TASK —
Only the lines starting at the one that contains "of the wooden" and running to the end should be repeated, exactly as written.
--- start of PROVIDED MATERIAL ---
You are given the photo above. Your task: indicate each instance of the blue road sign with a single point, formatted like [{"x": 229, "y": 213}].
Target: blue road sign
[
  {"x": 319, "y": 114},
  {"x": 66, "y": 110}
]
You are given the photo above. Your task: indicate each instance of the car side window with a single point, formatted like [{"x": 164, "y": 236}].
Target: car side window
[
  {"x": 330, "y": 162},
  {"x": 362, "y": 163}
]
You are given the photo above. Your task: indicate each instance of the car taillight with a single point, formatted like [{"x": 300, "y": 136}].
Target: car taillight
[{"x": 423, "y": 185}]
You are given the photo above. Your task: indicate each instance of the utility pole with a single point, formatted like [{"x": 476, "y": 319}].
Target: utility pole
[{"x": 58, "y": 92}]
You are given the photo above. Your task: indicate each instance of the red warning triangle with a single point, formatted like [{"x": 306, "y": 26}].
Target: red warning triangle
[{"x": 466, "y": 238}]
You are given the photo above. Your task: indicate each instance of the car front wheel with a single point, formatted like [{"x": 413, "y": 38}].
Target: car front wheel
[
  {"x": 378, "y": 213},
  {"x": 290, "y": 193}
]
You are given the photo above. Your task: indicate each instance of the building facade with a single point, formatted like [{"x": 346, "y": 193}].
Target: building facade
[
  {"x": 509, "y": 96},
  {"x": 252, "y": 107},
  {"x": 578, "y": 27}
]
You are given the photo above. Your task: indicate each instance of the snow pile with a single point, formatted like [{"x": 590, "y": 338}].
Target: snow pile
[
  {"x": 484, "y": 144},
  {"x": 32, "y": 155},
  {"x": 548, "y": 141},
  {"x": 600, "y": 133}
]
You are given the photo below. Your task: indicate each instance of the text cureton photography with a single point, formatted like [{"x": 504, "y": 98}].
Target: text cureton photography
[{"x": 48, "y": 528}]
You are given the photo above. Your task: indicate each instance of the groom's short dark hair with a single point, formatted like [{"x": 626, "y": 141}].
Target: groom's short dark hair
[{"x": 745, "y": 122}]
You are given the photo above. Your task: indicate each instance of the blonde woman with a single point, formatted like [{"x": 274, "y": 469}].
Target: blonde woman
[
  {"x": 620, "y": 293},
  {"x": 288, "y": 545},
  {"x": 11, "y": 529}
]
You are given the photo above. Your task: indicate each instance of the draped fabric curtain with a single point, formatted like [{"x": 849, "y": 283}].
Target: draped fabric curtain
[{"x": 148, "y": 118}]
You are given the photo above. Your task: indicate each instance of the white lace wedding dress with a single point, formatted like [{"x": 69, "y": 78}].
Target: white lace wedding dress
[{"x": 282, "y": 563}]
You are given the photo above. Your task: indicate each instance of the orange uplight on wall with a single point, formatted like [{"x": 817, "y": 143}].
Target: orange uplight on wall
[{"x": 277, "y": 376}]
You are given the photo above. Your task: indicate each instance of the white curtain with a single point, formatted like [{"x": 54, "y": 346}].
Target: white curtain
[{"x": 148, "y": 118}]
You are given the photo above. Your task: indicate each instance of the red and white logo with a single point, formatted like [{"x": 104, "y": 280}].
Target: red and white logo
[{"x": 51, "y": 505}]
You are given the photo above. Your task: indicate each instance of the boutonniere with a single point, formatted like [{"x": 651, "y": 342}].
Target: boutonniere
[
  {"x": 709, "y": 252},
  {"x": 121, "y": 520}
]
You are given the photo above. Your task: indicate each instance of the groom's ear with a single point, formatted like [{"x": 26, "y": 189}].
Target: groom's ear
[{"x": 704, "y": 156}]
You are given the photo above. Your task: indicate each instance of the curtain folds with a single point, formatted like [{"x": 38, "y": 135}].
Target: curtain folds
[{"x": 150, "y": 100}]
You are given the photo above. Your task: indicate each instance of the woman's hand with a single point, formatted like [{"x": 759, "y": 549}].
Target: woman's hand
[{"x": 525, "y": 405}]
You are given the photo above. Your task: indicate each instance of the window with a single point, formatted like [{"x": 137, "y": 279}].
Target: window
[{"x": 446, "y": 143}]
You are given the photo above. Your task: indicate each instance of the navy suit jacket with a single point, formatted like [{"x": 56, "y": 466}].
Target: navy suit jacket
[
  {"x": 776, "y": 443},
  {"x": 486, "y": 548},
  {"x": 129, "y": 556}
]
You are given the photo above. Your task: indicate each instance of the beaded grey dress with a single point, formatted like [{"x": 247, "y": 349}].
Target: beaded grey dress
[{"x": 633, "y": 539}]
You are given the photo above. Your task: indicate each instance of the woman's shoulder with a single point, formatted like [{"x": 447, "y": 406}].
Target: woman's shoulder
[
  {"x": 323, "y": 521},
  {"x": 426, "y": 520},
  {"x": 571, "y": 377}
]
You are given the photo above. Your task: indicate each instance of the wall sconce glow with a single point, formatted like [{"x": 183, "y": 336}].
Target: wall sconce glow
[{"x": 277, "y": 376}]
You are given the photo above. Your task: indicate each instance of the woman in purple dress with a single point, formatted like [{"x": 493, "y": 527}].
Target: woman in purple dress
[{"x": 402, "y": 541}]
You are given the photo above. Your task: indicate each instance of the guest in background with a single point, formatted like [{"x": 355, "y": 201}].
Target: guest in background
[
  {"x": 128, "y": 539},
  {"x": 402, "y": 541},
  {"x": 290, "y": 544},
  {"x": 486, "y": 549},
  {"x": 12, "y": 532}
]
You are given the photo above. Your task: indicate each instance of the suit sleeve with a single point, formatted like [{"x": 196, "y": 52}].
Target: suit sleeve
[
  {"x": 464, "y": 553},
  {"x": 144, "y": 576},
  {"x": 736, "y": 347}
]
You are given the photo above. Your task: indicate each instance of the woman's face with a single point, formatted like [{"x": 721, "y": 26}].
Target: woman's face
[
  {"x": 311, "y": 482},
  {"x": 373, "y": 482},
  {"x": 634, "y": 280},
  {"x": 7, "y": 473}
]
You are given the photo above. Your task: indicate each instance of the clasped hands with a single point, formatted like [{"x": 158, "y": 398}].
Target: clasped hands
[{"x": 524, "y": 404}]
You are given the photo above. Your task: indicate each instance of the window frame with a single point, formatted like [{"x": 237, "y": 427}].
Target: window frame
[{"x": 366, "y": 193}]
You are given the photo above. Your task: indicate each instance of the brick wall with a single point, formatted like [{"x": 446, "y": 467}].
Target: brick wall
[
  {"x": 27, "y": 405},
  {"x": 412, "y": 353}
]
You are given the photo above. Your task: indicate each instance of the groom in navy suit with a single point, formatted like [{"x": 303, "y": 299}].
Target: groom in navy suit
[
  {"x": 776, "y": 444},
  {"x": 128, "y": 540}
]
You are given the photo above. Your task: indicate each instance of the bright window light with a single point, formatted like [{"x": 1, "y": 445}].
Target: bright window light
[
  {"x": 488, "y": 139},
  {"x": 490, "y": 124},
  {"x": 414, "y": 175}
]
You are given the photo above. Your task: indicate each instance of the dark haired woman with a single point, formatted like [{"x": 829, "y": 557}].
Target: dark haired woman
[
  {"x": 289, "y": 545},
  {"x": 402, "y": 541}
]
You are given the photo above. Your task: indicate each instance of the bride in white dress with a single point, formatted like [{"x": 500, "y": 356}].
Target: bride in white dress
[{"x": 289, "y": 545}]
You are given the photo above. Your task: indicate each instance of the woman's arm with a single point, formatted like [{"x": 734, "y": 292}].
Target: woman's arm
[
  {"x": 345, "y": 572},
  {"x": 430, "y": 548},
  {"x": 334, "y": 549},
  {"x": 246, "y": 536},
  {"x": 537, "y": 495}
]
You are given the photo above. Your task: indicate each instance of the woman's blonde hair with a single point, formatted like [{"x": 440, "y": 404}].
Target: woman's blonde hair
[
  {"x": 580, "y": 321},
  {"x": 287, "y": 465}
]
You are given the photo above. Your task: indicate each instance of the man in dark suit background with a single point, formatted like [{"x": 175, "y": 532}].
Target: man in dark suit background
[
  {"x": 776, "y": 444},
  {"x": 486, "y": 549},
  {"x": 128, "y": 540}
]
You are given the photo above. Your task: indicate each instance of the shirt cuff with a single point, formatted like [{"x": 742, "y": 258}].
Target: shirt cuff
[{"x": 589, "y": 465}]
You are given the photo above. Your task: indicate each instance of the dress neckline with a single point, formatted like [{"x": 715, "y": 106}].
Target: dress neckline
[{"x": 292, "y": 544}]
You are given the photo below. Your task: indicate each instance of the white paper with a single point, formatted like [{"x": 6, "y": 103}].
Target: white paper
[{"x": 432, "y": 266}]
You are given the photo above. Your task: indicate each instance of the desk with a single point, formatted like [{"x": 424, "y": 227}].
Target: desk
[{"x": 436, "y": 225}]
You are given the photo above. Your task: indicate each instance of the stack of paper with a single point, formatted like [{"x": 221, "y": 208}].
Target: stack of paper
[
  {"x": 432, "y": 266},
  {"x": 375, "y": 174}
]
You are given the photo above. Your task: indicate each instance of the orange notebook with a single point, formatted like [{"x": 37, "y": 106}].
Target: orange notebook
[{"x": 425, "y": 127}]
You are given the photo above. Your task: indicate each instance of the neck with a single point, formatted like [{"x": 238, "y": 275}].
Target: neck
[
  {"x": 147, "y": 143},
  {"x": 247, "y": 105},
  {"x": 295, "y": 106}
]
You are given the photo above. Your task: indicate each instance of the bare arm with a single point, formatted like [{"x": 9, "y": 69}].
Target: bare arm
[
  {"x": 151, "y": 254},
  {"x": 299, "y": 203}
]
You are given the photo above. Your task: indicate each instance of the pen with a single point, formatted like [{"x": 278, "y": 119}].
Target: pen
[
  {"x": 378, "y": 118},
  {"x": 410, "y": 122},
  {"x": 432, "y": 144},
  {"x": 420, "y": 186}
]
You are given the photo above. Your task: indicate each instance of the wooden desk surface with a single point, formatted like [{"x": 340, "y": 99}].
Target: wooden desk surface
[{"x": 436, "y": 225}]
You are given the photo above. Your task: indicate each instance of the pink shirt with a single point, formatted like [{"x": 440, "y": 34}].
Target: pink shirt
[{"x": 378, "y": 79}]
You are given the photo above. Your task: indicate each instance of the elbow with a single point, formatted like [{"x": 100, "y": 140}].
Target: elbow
--- end of PROVIDED MATERIAL ---
SOLVED EXERCISE —
You are given the photo above. Your task: indicate each instance of the wooden desk surface with a single point, formatted like [{"x": 340, "y": 99}].
Target: wooden desk surface
[{"x": 436, "y": 225}]
You are given the photo above. Your task: indicate each instance of the pink shirt with a single point, formatted like [{"x": 440, "y": 34}].
Target: pink shirt
[{"x": 378, "y": 79}]
You are given the photo above. Your task: indicate each instance of the elbow with a single point, formatted like [{"x": 100, "y": 140}].
Target: elbow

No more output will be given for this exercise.